▶ **Задания к работе**:
A: Ответьте по заметке об акции памяти жертв блокады:
(i) В какой день недели и какого числа прошла акция?
(ii) Какой музей был уничтожен после войны?
(iii) Какое официальное мероприятие приведено в пример как оскорбительное для памяти умерших от голода ленинградцев?
B: Изложите суть заметки об акции памяти жертв блокады в двух предложениях.

2018-9-8 19:02 |
В Санкт-Петербурге в субботу, 8 сентября, впервые состоялась неофициозная альтернативная акция памяти жертв блокады Ленинграда, прошедшая без участия официальных властей. Организаторы наконец попытались сделать 8 сентября днем скорби.
Много десятилетий память о блокаде как о беспримерной трагедии, постигшей город, в городе замалчивалась. После войны был уничтожен Народный музей блокады Ленинграда, а советская традиция вспоминать не о страданиях людей, а только о подвигах в наши дни возродилась. Сегодня люди все чаще обращают внимание на то, что характер официальных мероприятий, проводимых в этот день, например, таких, как, раздача каши из походных кухонь, оскорбителен для памяти ленинградцев, умерших от голода.

Строки из набора данных

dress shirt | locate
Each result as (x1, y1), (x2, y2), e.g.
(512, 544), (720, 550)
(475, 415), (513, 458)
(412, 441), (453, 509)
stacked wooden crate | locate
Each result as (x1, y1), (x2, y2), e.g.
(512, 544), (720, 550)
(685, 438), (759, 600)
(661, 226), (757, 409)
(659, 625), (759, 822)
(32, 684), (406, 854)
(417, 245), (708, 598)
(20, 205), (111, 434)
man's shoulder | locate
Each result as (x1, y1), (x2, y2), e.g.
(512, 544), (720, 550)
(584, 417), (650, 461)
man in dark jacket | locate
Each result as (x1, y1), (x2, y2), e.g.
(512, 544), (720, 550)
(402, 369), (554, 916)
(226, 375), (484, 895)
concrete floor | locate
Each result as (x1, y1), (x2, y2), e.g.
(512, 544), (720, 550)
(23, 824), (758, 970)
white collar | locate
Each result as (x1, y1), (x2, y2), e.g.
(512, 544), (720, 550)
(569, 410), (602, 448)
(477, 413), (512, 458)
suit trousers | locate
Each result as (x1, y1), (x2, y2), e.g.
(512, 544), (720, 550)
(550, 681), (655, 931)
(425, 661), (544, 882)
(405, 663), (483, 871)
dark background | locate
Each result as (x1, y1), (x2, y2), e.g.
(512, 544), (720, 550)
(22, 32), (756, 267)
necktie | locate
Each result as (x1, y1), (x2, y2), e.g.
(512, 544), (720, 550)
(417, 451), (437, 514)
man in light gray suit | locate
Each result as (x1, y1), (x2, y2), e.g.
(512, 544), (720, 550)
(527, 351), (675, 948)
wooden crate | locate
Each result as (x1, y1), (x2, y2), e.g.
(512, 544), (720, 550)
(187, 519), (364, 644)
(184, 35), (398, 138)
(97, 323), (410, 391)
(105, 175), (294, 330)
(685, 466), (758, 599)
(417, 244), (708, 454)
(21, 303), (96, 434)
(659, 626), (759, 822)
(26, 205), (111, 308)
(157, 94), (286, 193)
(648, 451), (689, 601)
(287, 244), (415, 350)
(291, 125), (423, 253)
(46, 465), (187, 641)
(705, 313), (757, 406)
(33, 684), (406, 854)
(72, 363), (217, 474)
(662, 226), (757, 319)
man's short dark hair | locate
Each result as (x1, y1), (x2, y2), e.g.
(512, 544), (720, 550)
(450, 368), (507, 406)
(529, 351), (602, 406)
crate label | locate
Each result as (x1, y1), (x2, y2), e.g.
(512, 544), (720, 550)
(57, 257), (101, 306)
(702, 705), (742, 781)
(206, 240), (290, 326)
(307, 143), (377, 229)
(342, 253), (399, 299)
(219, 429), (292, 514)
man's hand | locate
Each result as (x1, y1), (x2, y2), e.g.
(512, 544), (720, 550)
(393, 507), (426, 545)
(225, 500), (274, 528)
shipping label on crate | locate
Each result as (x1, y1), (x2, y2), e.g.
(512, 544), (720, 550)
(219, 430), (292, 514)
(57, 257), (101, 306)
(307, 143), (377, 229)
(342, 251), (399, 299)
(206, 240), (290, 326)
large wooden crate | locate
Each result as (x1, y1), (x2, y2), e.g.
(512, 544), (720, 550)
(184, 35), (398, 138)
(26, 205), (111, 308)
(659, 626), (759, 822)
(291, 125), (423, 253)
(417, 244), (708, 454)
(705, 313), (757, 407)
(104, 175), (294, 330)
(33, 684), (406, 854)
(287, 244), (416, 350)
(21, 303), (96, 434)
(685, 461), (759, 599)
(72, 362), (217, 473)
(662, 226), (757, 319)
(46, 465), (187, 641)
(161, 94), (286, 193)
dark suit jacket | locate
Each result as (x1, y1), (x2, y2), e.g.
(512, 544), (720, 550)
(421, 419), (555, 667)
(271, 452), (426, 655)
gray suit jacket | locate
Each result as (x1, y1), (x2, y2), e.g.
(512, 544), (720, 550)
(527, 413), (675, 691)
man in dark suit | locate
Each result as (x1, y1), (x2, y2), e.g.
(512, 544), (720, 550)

▶ **Ответы к заданиям**:
A:
(i) В субботу, 8 сентября.
(ii) Народный музей блокады Ленинграда.
(iii) Раздача каши из походных кухонь.

B: В субботу, 8 сентября, в Санкт-Петербурге впервые прошла альтернативная акция памяти жертв блокады Ленинграда без участия официальных властей, и ее организаторы попытались сделать этот день днем скорби. Память о блокаде как о трагедии города десятилетиями замалчивалась, а сегодня люди все чаще замечают, что характер официальных мероприятий, например раздача каши из походных кухонь, оскорбителен для памяти ленинградцев, умерших от голода.